L’Iran et les Frères musulmans : les meilleurs ennemis du monde ?
Une reconnaissance mutuelle
« La démocratie islamique » en partage : pour Mustapha Zahrani, directeur de l’Institut for Political and International Studies (IPIS), le centre de recherche du ministère des Affaires étrangères iranien, Téhéran et les Frères musulmans ont des valeurs communes.
« La pensée des Frères a été importante pour les fondateurs de la République islamique », explique-t-il. « Nous croyons dans la démocratie islamique et un islam modéré : tout comme les organisations proches des Frères musulmans, en Turquie comme en Égypte ».
Les affinités intellectuelles sont réelles : l’ayatollah Ali Khamenei fut le traducteur en persan d’ouvrages de Sayid Qutb, un intellectuel frériste exécuté dans les prisons égyptiennes en 1966. Les affinités politiques également, entre soutien aux Palestiniens et opposition aux puissances occidentales : dans les années 1980, la République islamique est un modèle pour d’importants leaders des Frères, du Libanais Fathi Yakan au Tunisien Rached Ghannouchi, fondateur du Mouvement de la tendance islamique (MTI) – futur mouvement Ennahda.

-- -- --

# Série d'exercices:
1. Dans le texte sur l'Iran et les Frères musulmans, de quel intellectuel l'ayatollah Ali Khamenei a-t-il traduit des ouvrages en persan ?
2. Poursuivez le texte sur l'Iran et les Frères musulmans après sa dernière phrase.

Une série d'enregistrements

-- -- --

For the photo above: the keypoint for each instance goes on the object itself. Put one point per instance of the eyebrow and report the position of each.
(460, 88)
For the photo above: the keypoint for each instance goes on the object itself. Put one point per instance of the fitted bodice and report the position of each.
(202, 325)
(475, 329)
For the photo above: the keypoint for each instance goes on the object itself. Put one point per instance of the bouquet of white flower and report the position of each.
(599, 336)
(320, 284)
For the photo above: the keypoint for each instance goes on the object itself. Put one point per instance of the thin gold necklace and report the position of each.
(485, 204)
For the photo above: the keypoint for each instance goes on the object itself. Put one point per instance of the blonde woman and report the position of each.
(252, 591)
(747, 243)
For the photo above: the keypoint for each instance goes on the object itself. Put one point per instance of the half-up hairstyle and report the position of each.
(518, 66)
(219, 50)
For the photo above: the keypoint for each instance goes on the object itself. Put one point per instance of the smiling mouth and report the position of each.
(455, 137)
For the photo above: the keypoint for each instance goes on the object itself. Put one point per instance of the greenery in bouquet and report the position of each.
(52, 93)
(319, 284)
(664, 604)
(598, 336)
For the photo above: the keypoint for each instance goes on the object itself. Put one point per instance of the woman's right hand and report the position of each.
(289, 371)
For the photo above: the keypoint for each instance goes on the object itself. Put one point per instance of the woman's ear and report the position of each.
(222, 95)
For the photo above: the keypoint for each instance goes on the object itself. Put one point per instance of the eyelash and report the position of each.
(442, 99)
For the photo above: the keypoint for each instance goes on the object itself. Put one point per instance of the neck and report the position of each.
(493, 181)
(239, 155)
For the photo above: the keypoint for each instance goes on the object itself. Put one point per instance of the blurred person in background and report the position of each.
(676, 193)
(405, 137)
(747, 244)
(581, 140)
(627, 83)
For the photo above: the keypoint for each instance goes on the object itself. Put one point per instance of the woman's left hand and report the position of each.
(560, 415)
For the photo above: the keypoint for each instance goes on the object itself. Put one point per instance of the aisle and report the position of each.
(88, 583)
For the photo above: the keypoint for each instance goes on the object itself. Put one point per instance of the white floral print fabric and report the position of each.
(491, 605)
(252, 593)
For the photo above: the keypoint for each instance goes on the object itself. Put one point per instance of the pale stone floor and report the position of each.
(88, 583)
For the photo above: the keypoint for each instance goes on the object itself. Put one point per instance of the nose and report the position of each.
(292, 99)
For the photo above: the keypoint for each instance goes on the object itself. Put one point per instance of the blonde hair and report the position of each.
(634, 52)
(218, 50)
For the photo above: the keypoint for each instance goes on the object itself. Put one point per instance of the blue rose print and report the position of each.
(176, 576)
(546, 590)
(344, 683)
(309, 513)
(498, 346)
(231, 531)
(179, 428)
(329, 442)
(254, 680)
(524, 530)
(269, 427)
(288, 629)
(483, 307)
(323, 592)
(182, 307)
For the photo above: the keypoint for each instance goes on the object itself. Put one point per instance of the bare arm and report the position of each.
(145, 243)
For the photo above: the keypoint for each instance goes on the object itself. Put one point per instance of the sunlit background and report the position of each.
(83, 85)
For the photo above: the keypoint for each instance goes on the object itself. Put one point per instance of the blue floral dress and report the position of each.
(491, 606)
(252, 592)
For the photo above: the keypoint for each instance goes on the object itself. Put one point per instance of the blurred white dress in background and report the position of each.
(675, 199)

-- -- --

# Réponses aux consignes:
1. De Sayid Qutb.

2.
En juin 2012, Mohamed Morsi, le dirigeant du parti Liberté et Justice, proche des Frères musulmans égyptiens, est élu à la présidence de la République. L’Iran applaudit. Deux mois plus tard, Mohamed Morsi se rend en Iran, à l’occasion du Sommet des pays non-alignés. C’est un événement : depuis 1979, l’Iran ne pardonnait pas à l’Egypte d’avoir signé un traité de paix séparé avec Israël. Mais après 33 ans de froid diplomatique, un président égyptien est invité par Téhéran – et c’est un Frère musulman.
Vice-ministre des Affaires étrangères en charge des Affaires arabes, Hossein Amir-Abdulahian affirme que l’Iran a « condamné le renversement du président égyptien Mohamed Morsi par l’armée, en juillet 2013 ».
« Nous avons signalé aux Égyptiens que nous ne considérions pas les Frères musulmans comme une organisation terroriste. Néanmoins, nous nous sommes rendus à la cérémonie d’investiture du maréchal Sissi. »
L’Iran a appelé l’armée égyptienne à la retenue, dénonçant la répression en Égypte à l’encontre des Frères musulmans. En janvier 2014, les autorités égyptiennes, froissées par le soutien iranien aux Frères, ont convoqué l’ambassadeur d’Iran en Égypte, Mojtaba Amani.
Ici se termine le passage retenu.